==== 対象の文章

住んでいた場所は違っても、年齢が近ければ「そうそう! わかる」って盛り上がれるのが、青春時代、毎週ドキドキしながら見たドラマの話。各界で活躍する同世代の女性と一緒に、“あのころ”を振り返ってみましょうーー。
「『3年B組金八先生』(’79~’11年・TBS系)の第2シリーズのオーディションは、第1シリーズに出演した、たのきんトリオ(田原俊彦、野村義男、近藤真彦)さん、三原順子(現・じゅん子)さん、杉田かおるさんの人気もあって、応募者が殺到。それまで参加した子役のオーディションとは、ぜんぜん違う雰囲気でした。2次、3次と審査が進むうちに、私の劇団仲間もどんどん落ちていってしまって……。最終的に出演が決まったときには、ほかの合格者と抱き合って喜んだほどです」
こう語るのは、女優の伊藤つかささん(55)。5歳で劇団いろはに所属して以来、子役として、当時すでに朝ドラや大河ドラマなどで活躍していた。

========

文章の「住んでいた場所は違っても、年」から「河ドラマなどで活躍していた。」までを両端も含めて書き出し、その際「オーディション」を「選考会」と呼び替える。 この後に並ぶ行は、作業には使わない。

==== 提供された資料

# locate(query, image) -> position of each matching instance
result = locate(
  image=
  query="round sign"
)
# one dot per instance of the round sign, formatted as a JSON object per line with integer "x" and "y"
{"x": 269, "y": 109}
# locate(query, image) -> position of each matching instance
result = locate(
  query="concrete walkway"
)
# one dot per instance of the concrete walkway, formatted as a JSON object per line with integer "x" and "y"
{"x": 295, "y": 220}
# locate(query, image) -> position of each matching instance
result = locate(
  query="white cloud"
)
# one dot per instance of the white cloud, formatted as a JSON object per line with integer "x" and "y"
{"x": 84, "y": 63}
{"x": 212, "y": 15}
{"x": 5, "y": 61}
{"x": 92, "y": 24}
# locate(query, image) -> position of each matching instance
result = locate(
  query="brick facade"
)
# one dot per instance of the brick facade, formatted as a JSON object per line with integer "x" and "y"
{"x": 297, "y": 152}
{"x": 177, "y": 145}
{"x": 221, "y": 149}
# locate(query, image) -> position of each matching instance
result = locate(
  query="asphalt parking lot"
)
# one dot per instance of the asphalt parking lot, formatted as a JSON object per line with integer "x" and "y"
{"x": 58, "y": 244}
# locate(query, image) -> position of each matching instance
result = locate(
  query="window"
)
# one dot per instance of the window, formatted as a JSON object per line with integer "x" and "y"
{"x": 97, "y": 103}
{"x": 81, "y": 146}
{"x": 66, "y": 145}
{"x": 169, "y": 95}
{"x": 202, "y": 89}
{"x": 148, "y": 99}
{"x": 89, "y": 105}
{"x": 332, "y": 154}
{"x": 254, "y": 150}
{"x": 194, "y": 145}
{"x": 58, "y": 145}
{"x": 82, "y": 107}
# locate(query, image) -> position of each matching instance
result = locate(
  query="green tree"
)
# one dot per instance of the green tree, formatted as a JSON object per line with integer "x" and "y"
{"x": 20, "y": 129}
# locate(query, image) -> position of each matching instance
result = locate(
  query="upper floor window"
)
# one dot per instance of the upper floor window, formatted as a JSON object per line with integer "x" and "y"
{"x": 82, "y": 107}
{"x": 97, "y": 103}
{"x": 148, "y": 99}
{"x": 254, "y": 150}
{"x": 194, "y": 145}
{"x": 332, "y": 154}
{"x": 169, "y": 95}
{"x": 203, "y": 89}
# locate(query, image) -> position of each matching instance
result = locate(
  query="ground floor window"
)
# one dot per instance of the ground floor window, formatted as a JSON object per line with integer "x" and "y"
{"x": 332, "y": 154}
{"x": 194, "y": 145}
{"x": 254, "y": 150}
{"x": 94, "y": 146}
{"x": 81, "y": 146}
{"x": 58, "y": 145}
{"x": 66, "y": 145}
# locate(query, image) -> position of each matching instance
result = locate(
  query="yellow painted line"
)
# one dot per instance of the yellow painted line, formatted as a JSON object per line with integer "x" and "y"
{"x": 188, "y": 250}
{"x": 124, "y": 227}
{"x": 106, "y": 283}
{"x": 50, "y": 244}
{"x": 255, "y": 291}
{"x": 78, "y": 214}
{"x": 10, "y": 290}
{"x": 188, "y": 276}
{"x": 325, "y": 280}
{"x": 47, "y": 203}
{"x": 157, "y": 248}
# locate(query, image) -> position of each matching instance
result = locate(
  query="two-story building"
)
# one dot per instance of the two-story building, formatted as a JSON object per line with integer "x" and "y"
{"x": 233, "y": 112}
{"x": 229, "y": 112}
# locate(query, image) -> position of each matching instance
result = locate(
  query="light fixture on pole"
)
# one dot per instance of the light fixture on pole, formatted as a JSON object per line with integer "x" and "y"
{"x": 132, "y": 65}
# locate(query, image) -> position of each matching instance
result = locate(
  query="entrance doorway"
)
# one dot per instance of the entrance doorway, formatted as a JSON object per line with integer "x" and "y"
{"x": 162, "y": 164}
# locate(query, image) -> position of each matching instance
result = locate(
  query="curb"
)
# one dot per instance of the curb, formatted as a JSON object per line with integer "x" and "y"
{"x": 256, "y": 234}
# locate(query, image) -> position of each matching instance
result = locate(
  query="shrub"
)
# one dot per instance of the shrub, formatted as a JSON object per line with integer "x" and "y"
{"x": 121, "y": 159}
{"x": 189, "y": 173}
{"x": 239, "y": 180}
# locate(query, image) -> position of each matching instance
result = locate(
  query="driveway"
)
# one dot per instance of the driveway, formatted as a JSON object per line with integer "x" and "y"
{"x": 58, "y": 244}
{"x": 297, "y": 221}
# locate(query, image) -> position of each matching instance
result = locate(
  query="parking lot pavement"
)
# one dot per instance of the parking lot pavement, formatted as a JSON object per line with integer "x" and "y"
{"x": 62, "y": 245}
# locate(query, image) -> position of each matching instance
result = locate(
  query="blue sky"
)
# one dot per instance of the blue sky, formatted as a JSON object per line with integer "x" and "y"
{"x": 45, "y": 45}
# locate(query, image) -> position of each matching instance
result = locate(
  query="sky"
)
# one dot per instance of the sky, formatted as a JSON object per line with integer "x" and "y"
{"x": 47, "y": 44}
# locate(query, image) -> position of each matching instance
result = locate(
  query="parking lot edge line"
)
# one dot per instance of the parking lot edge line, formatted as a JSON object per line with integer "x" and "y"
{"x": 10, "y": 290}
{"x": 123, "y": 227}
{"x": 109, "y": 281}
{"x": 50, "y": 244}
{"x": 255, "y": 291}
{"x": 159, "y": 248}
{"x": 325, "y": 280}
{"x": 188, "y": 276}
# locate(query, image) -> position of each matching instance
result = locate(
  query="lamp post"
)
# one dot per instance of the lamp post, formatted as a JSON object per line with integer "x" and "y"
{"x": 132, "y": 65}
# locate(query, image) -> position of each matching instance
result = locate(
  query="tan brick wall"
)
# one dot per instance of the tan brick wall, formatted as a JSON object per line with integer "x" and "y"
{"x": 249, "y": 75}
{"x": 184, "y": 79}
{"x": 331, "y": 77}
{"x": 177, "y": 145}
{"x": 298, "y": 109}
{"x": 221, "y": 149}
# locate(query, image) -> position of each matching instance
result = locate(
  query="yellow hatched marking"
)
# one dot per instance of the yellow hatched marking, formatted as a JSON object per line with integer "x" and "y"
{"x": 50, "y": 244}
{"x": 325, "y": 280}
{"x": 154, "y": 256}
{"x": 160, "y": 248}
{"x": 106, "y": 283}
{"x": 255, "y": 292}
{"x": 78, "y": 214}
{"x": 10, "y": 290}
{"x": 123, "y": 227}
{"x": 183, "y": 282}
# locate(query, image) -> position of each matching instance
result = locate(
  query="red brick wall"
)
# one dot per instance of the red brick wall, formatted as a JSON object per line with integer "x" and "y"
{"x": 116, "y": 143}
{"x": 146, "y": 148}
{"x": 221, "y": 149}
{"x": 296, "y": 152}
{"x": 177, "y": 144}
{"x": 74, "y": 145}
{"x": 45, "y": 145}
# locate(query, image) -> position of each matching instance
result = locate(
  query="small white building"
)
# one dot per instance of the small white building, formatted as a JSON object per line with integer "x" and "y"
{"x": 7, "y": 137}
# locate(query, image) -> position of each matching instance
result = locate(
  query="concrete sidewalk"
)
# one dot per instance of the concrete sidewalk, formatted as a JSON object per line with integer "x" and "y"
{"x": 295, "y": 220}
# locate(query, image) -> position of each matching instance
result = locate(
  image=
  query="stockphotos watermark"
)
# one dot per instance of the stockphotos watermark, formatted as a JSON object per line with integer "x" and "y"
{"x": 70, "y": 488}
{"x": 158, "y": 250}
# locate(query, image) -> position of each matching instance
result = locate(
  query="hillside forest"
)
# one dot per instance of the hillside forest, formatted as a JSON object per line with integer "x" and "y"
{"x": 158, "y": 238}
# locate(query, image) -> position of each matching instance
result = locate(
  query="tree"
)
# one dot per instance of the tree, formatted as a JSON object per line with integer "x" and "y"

========

- 仕上げた回答 -
住んでいた場所は違っても、年齢が近ければ「そうそう! わかる」って盛り上がれるのが、青春時代、毎週ドキドキしながら見たドラマの話。各界で活躍する同世代の女性と一緒に、“あのころ”を振り返ってみましょうーー。
「『3年B組金八先生』(’79~’11年・TBS系)の第2シリーズの選考会は、第1シリーズに出演した、たのきんトリオ(田原俊彦、野村義男、近藤真彦)さん、三原順子(現・じゅん子)さん、杉田かおるさんの人気もあって、応募者が殺到。それまで参加した子役の選考会とは、ぜんぜん違う雰囲気でした。2次、3次と審査が進むうちに、私の劇団仲間もどんどん落ちていってしまって……。最終的に出演が決まったときには、ほかの合格者と抱き合って喜んだほどです」
こう語るのは、女優の伊藤つかささん(55)。5歳で劇団いろはに所属して以来、子役として、当時すでに朝ドラや大河ドラマなどで活躍していた。